Selected text:
* Begin *

Later on, I substituted the module that forced off-line execution, which was related to the tuning detection, and all the modules could be managed by the Network Editor. Back to back tests are no more useful when you are trying to enhance the algorithm. So, in order to check future improvements, a precision/recall test was set on the Beatles hand annotated collection.

With the new real-time incarnation of the algorithm, further improvements were tried. For example, considering the none chord with the same weight for all the pitches, helped to discard tagging as chord segments of the song were there was no real tonal. The network editor made easier to create and use alternative components to the existing ones. Also to fine tune parameters as they are part of the configuration. Moreover, new views of the intermediate data, such as the Polar Chroma Peaks and the Chord Ranking views, gave more insight about what was happening on the algorithm.

* End *

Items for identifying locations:
* Begin *

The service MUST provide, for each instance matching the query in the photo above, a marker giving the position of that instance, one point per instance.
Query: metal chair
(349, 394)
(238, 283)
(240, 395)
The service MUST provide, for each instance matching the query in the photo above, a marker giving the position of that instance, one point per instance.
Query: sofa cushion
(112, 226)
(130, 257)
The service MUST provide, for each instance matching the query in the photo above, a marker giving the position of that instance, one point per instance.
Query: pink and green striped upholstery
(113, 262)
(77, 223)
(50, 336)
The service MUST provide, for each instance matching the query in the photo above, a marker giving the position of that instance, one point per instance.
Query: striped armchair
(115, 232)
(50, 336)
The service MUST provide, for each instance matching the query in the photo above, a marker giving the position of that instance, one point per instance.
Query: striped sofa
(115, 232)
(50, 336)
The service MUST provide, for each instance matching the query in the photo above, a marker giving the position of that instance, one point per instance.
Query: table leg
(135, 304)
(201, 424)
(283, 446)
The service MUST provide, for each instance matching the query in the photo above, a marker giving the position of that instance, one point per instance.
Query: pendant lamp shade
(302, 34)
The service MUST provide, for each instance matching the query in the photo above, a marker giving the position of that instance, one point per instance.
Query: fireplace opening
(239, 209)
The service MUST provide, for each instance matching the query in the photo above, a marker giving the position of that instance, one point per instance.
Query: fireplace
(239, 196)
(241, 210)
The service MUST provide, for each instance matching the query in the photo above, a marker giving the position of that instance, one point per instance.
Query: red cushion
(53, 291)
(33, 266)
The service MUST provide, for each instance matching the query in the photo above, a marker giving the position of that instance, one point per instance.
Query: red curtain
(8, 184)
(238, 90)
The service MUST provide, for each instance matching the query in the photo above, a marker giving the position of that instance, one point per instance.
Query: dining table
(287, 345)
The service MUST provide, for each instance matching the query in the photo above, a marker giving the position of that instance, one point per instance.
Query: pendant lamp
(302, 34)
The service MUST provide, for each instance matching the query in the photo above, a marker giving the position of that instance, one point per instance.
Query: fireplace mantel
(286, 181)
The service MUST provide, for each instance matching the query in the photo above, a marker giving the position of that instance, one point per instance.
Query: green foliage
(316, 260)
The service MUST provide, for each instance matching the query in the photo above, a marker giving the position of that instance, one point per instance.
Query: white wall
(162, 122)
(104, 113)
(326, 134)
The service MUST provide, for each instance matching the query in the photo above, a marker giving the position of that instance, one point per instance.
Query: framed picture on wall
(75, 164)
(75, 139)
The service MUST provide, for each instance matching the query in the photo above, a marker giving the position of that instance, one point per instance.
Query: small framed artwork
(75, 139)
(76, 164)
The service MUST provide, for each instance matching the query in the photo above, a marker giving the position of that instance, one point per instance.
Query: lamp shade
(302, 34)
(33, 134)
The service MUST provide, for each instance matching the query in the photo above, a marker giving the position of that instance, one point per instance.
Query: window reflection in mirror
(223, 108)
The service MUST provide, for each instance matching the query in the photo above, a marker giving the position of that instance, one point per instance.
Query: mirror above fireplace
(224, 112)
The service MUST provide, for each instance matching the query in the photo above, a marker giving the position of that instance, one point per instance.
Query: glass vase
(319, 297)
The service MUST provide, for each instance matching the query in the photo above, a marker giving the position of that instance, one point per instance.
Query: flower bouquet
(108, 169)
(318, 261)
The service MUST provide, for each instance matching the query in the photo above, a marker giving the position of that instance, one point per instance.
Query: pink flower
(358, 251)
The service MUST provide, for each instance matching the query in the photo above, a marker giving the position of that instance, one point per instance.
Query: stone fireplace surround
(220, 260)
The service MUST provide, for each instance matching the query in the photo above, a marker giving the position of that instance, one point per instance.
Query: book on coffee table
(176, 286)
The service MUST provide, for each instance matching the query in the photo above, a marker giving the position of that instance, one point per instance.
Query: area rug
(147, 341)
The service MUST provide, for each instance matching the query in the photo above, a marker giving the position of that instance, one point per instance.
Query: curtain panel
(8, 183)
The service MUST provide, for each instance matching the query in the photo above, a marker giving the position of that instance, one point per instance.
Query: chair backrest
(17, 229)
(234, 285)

* End *

Do these statements agree with the text on the chord algorithm? Give yes or no for each, with the deciding words of the text quoted. 1. A precision/recall test was set up on the Beatles hand annotated collection. 2. Back to back tests are called the most useful way to enhance the algorithm. 3. The Polar Chroma Peaks and Chord Ranking views gave more insight into what the algorithm was doing. The entries have no role here.

Reply to the task:
1. Yes: "a precision/recall test was set on the Beatles hand annotated collection"
2. No: "Back to back tests are no more useful when you are trying to enhance the algorithm."
3. Yes: "new views of the intermediate data, such as the Polar Chroma Peaks and the Chord Ranking views, gave more insight about what was happening on the algorithm"